Provided records ->
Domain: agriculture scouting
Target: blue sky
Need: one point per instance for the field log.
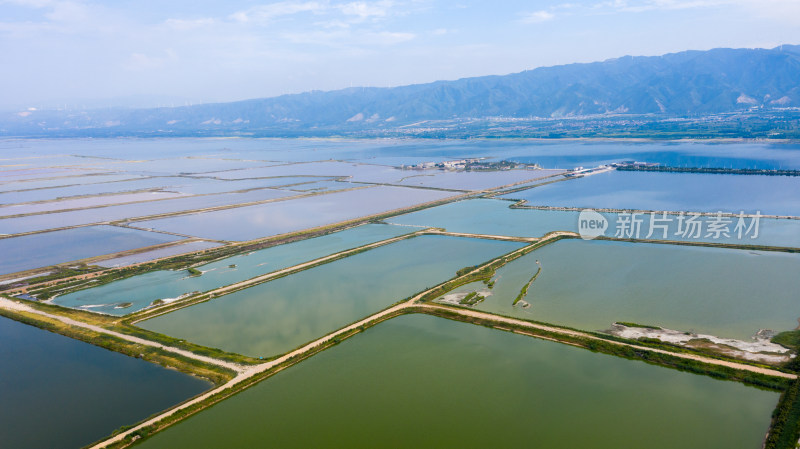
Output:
(151, 52)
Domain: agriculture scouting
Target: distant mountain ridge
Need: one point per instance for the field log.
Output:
(688, 83)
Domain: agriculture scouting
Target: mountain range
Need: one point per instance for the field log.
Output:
(685, 84)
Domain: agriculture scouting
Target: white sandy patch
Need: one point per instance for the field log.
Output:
(760, 349)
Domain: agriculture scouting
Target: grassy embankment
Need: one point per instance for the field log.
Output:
(524, 291)
(785, 428)
(115, 324)
(216, 374)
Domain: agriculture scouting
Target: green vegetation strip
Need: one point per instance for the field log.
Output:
(146, 314)
(114, 324)
(628, 352)
(216, 374)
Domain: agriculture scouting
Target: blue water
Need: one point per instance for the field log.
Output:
(50, 248)
(142, 290)
(56, 392)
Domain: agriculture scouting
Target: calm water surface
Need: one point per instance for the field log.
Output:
(56, 392)
(591, 284)
(279, 315)
(421, 381)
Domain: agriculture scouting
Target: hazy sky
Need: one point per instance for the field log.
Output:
(146, 52)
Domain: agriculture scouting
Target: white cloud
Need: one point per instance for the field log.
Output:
(364, 10)
(265, 13)
(537, 17)
(188, 24)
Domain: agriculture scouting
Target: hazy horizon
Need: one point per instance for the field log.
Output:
(82, 54)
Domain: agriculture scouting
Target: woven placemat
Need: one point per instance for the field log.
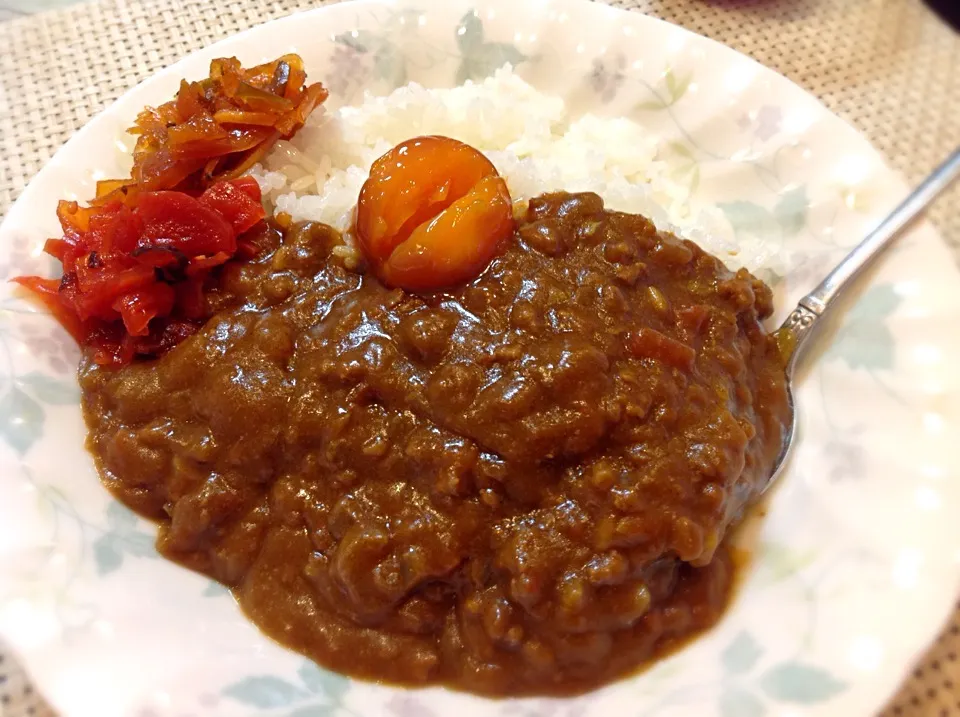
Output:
(889, 67)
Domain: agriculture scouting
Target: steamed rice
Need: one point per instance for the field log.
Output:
(536, 145)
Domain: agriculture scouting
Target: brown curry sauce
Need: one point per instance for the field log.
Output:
(518, 486)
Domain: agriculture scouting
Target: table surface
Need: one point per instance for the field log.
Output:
(890, 67)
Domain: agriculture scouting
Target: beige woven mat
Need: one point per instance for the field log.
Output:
(887, 66)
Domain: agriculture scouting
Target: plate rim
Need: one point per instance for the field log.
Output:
(32, 192)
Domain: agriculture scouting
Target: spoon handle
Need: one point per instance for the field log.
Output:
(811, 307)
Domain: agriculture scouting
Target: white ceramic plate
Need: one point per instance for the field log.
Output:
(857, 562)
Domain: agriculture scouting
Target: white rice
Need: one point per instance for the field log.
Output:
(530, 137)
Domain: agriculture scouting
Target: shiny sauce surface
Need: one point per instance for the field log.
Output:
(518, 486)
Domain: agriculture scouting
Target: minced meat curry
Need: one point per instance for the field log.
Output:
(517, 486)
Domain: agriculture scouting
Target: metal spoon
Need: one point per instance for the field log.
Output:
(800, 326)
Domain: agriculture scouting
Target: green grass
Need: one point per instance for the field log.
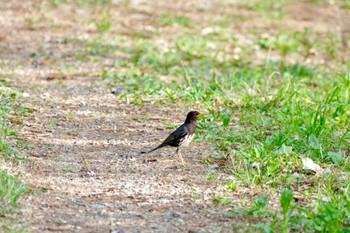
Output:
(12, 189)
(271, 96)
(261, 116)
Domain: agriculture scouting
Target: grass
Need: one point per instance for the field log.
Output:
(262, 116)
(271, 96)
(12, 189)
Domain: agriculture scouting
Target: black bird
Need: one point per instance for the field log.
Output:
(183, 135)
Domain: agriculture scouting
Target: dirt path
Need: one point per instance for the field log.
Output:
(91, 176)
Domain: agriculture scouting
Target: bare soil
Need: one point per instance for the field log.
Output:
(85, 169)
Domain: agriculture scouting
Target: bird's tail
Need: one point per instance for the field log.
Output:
(158, 147)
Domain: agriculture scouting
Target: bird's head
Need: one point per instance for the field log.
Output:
(192, 116)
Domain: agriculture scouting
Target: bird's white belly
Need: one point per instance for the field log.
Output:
(187, 140)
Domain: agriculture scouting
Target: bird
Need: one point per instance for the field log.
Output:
(182, 136)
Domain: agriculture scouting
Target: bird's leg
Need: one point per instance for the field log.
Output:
(179, 154)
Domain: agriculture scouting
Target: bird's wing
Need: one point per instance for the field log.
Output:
(181, 132)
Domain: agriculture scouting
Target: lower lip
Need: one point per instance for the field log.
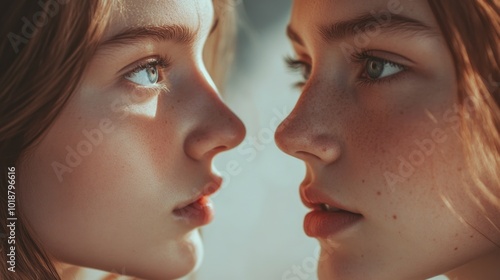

Task item -> Repeat the records above exactly. No pictures go into the repeat.

Your solution ->
Domain: agriculture scouting
Target: blue sky
Need: one point per instance for the field log.
Output:
(151, 52)
Domain: agriculture scouting
Target: distant mountain ridge
Need: one point per instance for the field log.
Output:
(688, 83)
Domain: agriculture scouting
Target: mountain range
Need: one point per instance for the field log.
Output:
(685, 84)
Domain: agriculture scouting
Target: white sandy patch
Need: one point per instance for the field log.
Output:
(760, 349)
Domain: agriculture scouting
Target: grassy embankment
Need: one point per instance for the field log.
Output:
(524, 291)
(785, 428)
(115, 324)
(216, 374)
Domain: agriculture scouting
Target: green vegetation strip
Need: one point per instance for the field log.
Output:
(146, 314)
(114, 324)
(628, 352)
(216, 374)
Domain: agriculture scouting
Target: blue water
Need: one point per instance for the field log.
Output:
(50, 248)
(142, 290)
(56, 392)
Domain: agriculture scouting
Target: calm water surface
Need: one point per instance for the field log.
Output:
(56, 392)
(591, 284)
(279, 315)
(421, 381)
Domain: agriculture scouting
Target: hazy sky
Need: one point per instance for the field log.
Output:
(146, 52)
Domain: agriculture scouting
Target: white cloud
Need: one point per instance for the field log.
Output:
(364, 10)
(265, 13)
(537, 17)
(188, 24)
Domain: agriculture scouting
Target: hazy horizon
Need: one point per instance for the field log.
Output:
(82, 54)
Domain: agriculture scouting
Target: woven placemat
Need: one point per instance for the field log.
Output:
(889, 67)
Domain: agriculture scouting
Target: steamed rice
Need: one point per instance for the field log.
Output:
(536, 145)
Domain: agriculture scouting
Target: brown curry sauce
Need: one point per instance for the field log.
Output:
(518, 486)
Domain: agriculture scouting
Target: table surface
Need: one point per instance for the field log.
Output:
(890, 67)
Domain: agriculture scouting
Target: beige woven mat
Need: one point per instance for the field log.
Output:
(887, 66)
Domain: agriculture scouting
Target: plate rim
Need: one point per instance for the field log.
Output:
(32, 192)
Domain: agriculture scouting
Target: spoon handle
Need: one point per instance for the field log.
Output:
(811, 307)
Domain: agriculture scouting
Target: white ceramic plate
Need: one point per instance for the field log.
Output:
(857, 562)
Domain: agriculture scouting
Target: white rice
Need: one point per instance for the field log.
Output:
(530, 137)
Domain: agriculture scouting
Target: shiny sauce surface
Need: one point per instance for the field log.
Output:
(518, 486)
Domain: agriculture scouting
Target: minced meat curry
Need: one point per instance for the field log.
Output:
(517, 486)
Domain: agriculture scouting
Target: metal spoon
Need: one point per instance for the field log.
Output:
(800, 326)
Domain: agriculture scouting
Target: green grass
Need: one point per instance for the field log.
Output:
(12, 189)
(271, 96)
(261, 116)
Domain: agriculture scouting
Target: grass
Need: one point per instance for the field log.
Output:
(262, 116)
(271, 96)
(12, 189)
Domain: agriculture scouting
Target: black bird
Need: one point per instance for the field log.
Output:
(183, 135)
Domain: agriculture scouting
Target: dirt path
Need: one point per instance for the field log.
Output:
(91, 176)
Domain: agriculture scouting
Target: bare soil
Need: one point per instance for the field log.
Output:
(85, 169)
Domain: agriculture scouting
Target: bird's tail
Need: one point per instance for the field log.
Output:
(158, 147)
Domain: agriculture scouting
Target: bird's head
Need: one point per instance for the field log.
Output:
(192, 116)
Domain: agriculture scouting
Target: bird's white belly
Need: one point per instance for the field log.
Output:
(187, 140)
Domain: agriculture scouting
Target: bird
Need: one point per instance for the field log.
Output:
(182, 136)
Domain: agriculture scouting
Target: bird's leg
Need: one point per instance for the field log.
Output:
(179, 154)
Domain: agriculture scouting
Target: bird's wing
Need: one point per instance for the field log.
Output:
(181, 132)
Domain: agriculture scouting
Target: lower lip
Need: one point per instance for the field log.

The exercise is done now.